Records supplied:
________________

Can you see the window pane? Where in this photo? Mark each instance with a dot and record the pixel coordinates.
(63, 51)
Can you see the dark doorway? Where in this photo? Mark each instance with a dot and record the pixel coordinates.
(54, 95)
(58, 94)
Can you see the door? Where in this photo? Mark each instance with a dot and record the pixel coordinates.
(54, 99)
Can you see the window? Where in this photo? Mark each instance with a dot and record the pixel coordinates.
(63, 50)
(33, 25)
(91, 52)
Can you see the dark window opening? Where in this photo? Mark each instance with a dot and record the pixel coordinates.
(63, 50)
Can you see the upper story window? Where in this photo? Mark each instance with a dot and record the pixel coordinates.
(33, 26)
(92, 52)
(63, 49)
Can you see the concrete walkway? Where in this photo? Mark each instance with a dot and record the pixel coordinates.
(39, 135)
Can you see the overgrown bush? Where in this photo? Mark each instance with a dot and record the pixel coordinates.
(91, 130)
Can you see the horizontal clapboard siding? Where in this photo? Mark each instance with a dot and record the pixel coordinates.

________________

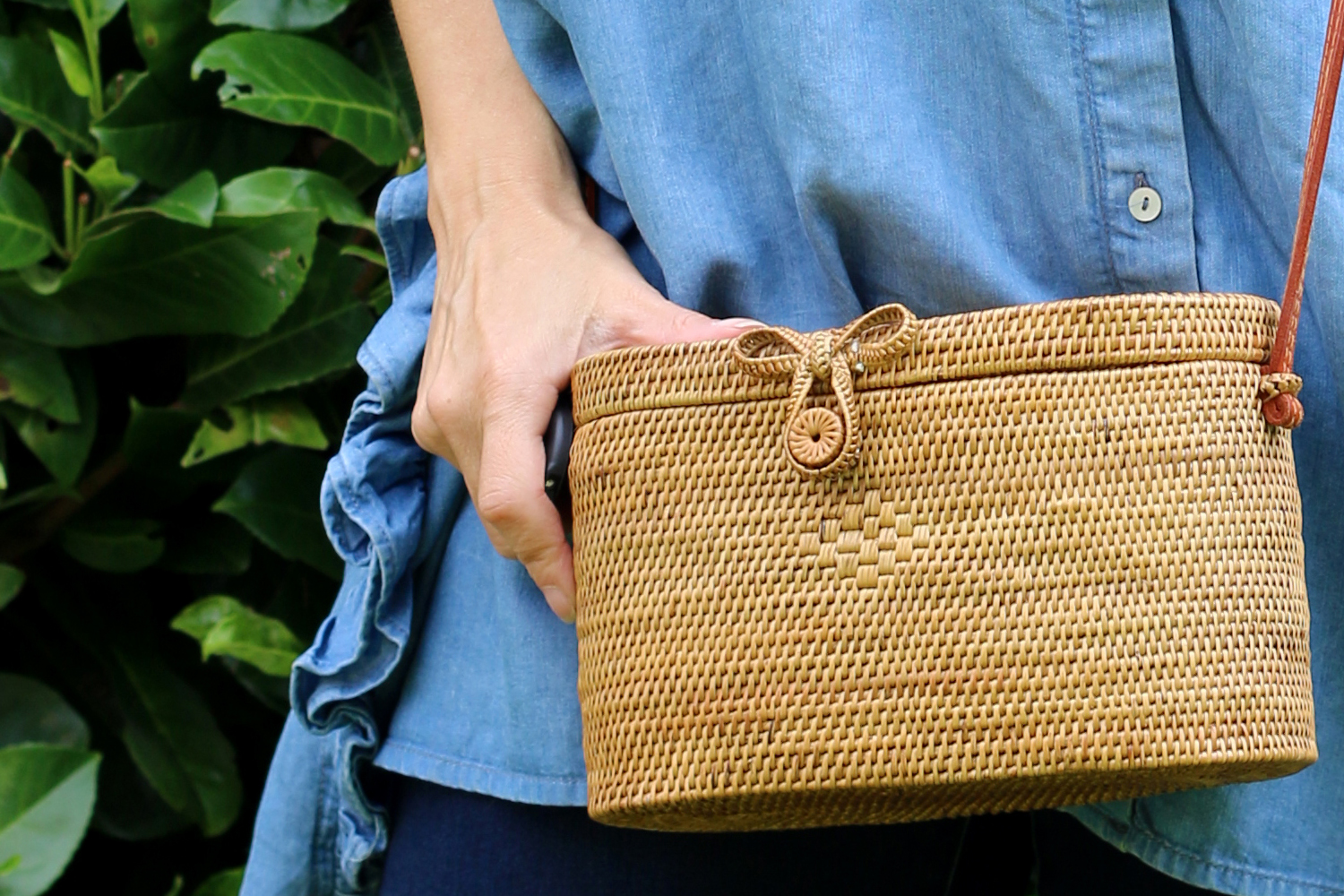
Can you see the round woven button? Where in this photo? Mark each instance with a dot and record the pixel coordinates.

________________

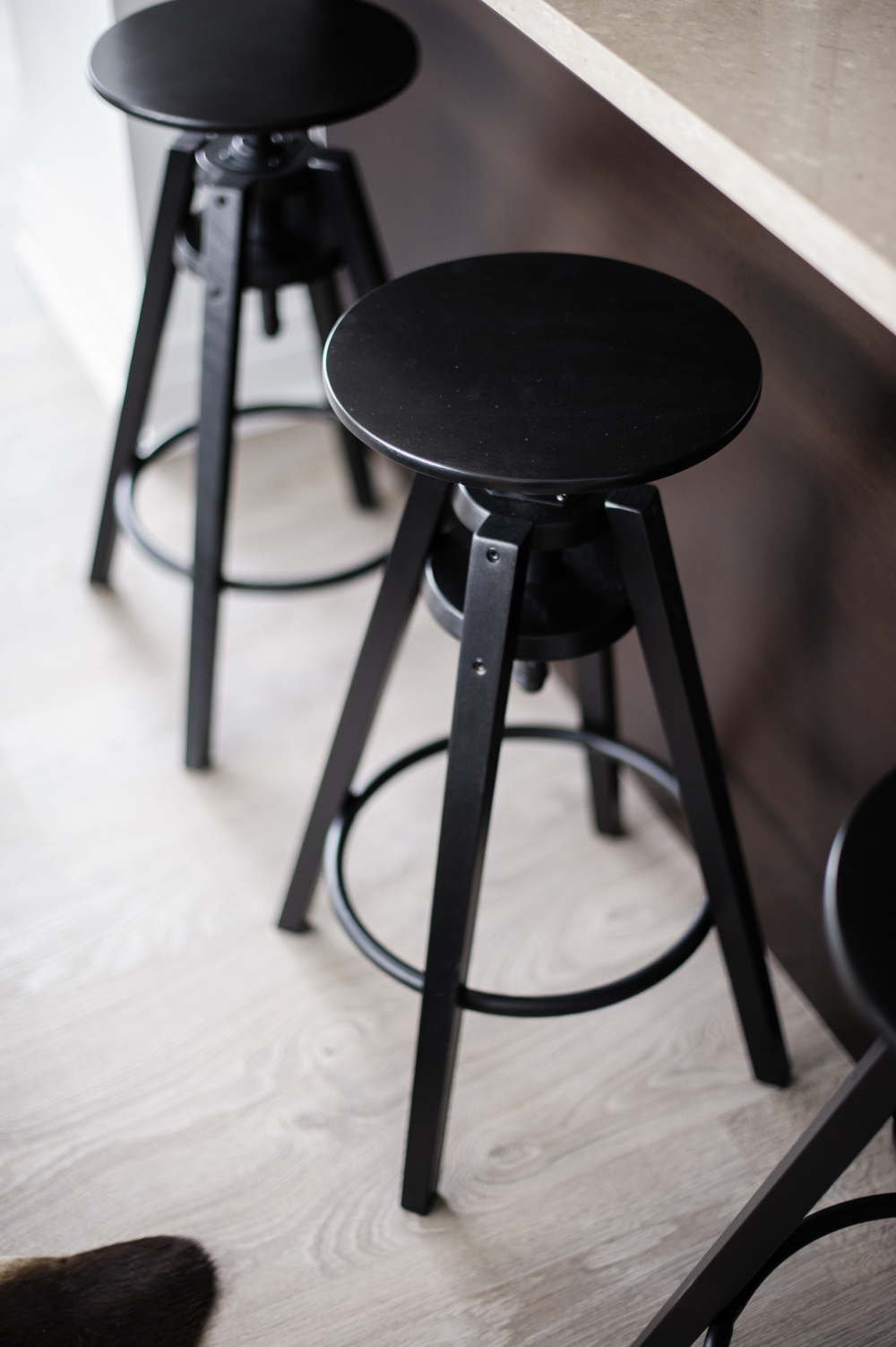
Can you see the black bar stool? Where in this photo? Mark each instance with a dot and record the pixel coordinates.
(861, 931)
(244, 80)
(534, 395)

________________

Required work:
In the listing above, find the line with "Can you see the window?" and the line with "Can you see the horizontal". Output those two lines and every line between them, exactly as written.

Solution for this task:
Can you see the window? Where in this photo? Mark each instance with a dot and record the pixel coordinates.
(63, 50)
(33, 25)
(91, 52)
Can you see the dark window opening? Where in this photo? Mark each instance with a dot and record the pixel coordinates.
(63, 50)
Can you see the upper story window? Where in this photo? Mark each instance with a dot and record the pixel coordinates.
(33, 26)
(92, 52)
(63, 49)
Can you see the concrete walkway? Where in this photo? Mark each instance with a dot and record the pixel coordinates.
(39, 135)
Can you see the overgrown bush? Where in this photo? Mark each instance with a dot and record the pixel coordinates.
(91, 130)
Can you see the horizontal clapboard siding? Where in this photo? Mark each instance with a dot and record the pixel coordinates.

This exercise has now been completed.